Every line below containing the word "seated" should be found and copied.

BEGIN Excerpted records

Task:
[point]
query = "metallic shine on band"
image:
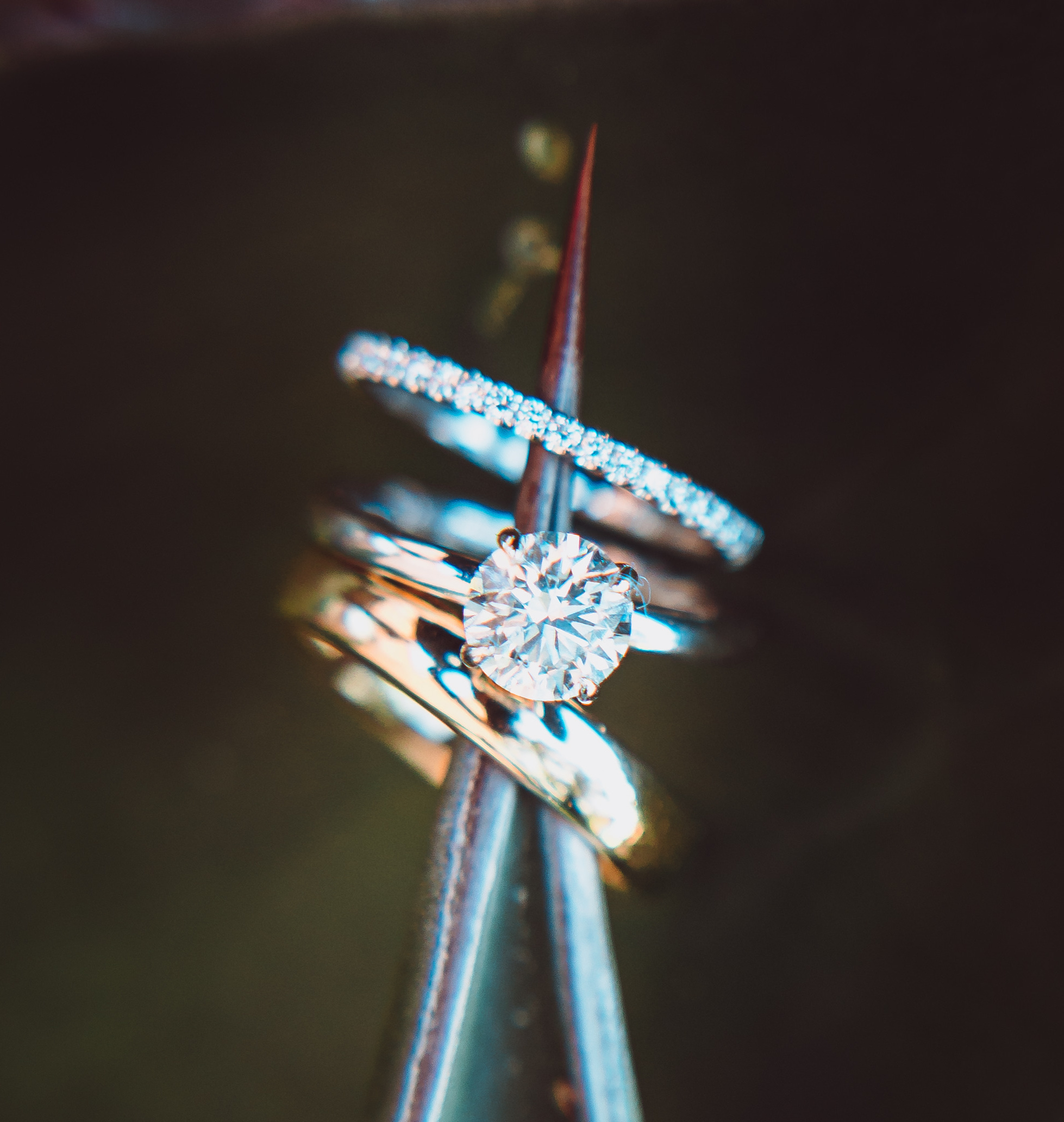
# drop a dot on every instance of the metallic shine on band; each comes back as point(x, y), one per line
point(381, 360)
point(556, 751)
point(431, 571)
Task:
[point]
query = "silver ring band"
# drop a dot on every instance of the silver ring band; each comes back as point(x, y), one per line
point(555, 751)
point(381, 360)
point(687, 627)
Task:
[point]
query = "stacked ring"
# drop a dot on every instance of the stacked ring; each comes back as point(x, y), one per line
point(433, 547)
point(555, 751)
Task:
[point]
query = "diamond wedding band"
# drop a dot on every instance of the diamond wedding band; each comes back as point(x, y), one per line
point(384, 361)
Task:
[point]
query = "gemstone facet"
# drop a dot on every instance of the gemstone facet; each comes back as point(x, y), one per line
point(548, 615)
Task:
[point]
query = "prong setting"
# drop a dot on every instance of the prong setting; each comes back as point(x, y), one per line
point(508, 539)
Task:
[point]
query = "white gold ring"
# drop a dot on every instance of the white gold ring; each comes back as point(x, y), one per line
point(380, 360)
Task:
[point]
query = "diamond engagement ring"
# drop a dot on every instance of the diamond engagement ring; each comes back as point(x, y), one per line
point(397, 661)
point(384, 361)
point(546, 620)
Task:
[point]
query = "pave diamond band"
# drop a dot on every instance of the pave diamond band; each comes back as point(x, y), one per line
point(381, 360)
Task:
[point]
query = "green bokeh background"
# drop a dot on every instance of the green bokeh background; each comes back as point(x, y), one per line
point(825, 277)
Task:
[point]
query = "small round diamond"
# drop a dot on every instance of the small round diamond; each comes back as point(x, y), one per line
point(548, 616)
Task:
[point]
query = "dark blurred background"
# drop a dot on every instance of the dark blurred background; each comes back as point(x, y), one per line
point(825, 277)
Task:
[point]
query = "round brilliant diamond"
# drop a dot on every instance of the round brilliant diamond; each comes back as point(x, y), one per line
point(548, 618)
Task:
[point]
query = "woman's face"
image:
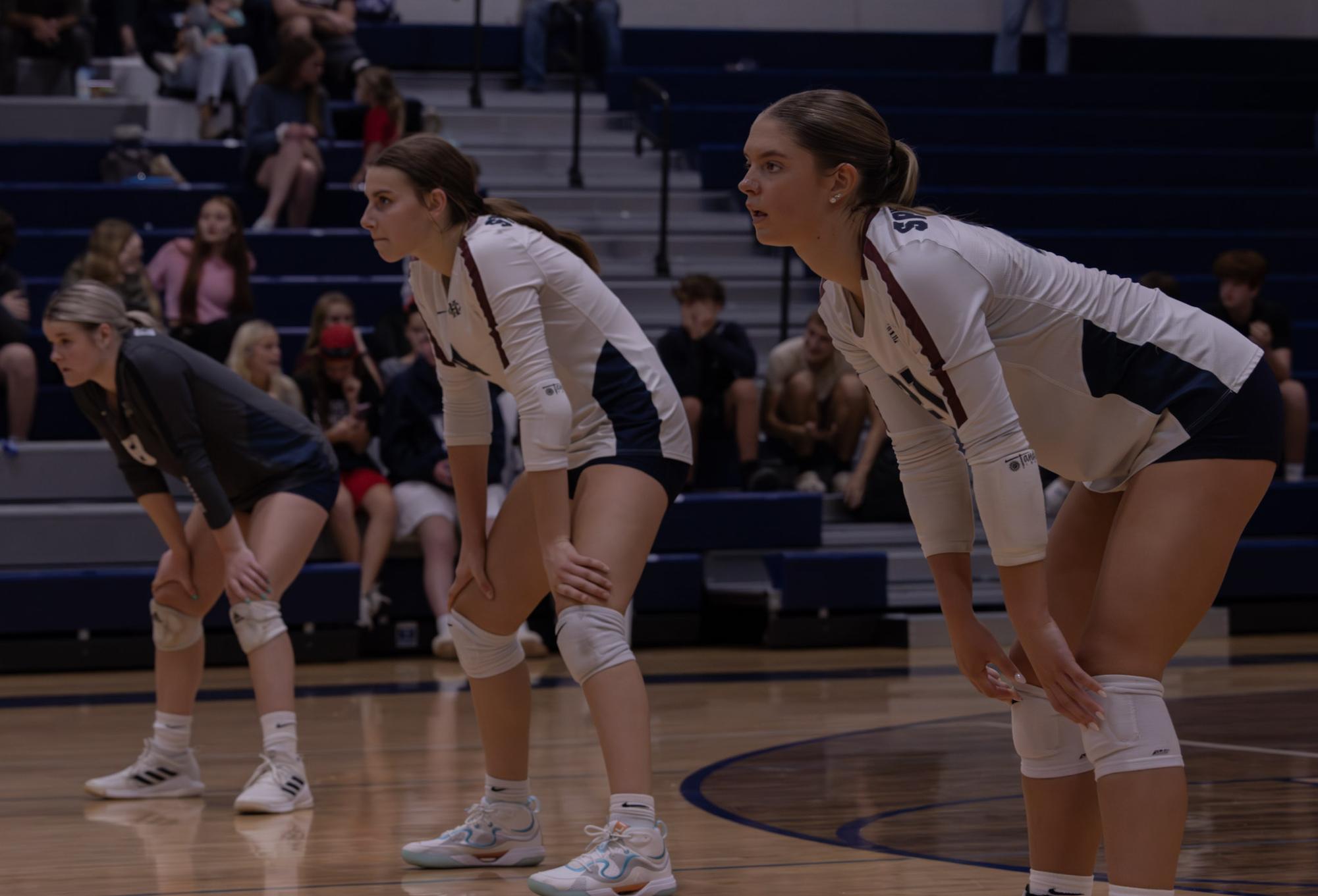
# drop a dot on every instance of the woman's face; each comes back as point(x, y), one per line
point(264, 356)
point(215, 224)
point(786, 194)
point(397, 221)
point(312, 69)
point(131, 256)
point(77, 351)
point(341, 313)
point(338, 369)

END Excerpted records
BEGIN Excerpted records

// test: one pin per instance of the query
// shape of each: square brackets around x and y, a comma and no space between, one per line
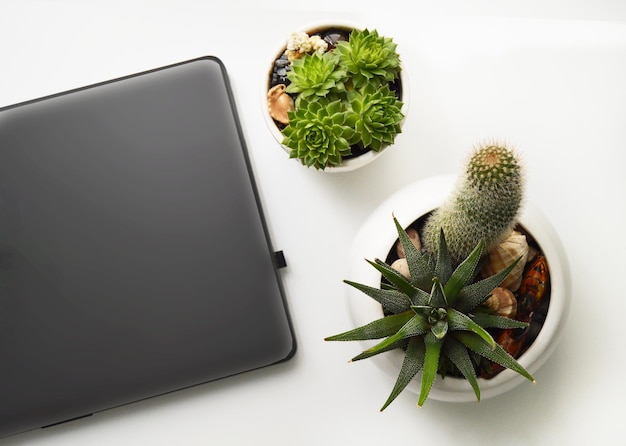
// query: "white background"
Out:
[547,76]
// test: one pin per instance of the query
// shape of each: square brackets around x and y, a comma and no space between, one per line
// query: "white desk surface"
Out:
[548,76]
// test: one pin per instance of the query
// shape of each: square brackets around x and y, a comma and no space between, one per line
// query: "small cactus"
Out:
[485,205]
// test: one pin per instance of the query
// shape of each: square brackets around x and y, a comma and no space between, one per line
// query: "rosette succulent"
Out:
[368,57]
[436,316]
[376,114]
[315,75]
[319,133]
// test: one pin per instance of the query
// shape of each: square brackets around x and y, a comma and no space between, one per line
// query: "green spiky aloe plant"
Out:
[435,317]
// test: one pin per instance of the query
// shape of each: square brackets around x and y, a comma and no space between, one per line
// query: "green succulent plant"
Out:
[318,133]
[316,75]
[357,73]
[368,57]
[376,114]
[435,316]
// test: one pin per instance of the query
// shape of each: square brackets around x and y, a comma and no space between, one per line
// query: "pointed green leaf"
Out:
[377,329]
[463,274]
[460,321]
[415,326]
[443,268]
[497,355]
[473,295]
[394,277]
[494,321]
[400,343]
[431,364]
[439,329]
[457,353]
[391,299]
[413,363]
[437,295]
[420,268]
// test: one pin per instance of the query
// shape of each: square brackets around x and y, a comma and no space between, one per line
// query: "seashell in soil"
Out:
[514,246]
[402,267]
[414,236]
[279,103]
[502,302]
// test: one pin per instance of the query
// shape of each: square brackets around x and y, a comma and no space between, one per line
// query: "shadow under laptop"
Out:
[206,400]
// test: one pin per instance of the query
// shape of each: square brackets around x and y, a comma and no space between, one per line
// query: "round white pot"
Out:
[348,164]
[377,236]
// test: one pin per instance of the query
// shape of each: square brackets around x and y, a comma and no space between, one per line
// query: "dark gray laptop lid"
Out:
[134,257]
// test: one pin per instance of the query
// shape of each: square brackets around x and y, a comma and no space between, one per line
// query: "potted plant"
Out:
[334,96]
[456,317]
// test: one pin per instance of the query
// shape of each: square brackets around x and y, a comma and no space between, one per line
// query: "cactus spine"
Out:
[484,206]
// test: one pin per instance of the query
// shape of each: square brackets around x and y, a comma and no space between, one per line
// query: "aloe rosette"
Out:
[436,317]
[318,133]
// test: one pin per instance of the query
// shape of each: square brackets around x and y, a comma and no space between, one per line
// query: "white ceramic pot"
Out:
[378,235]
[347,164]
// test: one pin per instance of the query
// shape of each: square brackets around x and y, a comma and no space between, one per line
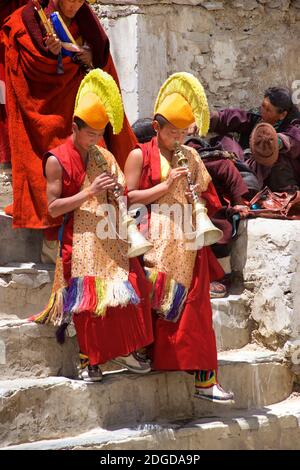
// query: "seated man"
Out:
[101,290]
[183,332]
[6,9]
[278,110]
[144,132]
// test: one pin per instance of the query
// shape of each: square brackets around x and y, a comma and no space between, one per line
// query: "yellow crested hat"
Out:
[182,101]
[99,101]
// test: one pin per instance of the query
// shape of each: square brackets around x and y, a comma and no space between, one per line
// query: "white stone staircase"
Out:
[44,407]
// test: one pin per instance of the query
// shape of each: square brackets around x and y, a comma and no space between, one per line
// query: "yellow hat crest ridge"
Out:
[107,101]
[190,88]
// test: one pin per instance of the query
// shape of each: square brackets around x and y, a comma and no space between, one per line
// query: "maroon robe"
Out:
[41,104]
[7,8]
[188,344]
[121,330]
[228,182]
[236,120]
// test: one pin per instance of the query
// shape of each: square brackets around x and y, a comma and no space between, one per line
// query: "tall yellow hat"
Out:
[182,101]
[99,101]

END Excerpted records
BEGIN Excerpted records

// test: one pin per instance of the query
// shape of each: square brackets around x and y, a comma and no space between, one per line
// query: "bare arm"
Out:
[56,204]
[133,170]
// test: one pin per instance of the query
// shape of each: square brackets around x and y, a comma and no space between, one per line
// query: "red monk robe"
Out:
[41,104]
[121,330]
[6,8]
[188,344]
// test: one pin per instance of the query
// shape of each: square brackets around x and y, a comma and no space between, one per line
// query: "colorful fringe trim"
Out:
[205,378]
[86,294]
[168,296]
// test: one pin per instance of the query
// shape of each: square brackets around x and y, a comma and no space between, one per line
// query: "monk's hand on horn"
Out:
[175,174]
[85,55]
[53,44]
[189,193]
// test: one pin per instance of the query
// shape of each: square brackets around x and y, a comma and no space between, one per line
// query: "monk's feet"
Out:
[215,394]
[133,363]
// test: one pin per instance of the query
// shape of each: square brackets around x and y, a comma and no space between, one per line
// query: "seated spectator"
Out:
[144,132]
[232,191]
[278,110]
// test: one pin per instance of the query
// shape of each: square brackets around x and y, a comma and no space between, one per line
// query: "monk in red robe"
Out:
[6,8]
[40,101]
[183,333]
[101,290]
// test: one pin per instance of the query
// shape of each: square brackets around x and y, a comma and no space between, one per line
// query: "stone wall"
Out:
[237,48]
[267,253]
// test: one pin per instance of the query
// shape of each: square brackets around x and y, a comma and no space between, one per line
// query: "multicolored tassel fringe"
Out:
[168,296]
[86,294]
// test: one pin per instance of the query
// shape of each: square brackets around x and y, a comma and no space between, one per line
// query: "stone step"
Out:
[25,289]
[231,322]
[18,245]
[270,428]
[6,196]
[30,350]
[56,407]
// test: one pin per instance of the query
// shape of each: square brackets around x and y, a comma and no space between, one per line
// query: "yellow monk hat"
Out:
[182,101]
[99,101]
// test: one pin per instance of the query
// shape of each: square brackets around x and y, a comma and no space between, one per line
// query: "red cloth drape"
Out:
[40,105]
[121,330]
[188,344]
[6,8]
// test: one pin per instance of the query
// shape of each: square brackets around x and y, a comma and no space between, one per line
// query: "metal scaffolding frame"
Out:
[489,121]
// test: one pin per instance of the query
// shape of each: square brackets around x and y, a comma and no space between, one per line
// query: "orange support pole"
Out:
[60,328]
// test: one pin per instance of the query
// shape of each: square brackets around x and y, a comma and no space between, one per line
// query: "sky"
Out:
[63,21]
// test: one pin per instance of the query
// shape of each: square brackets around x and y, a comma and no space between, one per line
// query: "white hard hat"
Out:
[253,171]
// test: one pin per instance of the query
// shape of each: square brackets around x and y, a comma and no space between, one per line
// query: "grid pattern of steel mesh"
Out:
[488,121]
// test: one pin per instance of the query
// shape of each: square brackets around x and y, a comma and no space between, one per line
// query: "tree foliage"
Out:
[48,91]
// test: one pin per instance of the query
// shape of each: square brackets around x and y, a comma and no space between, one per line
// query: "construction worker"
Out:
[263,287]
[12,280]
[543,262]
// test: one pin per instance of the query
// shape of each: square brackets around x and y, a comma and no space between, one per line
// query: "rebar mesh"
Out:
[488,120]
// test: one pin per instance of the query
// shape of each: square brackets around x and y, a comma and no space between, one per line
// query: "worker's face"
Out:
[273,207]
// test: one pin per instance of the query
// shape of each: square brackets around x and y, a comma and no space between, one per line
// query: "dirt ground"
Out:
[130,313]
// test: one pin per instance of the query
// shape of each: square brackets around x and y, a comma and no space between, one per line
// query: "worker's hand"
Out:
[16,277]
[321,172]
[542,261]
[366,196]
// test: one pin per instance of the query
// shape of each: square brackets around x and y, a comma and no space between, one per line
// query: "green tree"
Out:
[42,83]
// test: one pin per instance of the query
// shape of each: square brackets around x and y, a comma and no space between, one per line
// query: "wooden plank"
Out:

END Excerpted records

■ **Result for this task**
// query: "seated man"
// query: "seated spectator"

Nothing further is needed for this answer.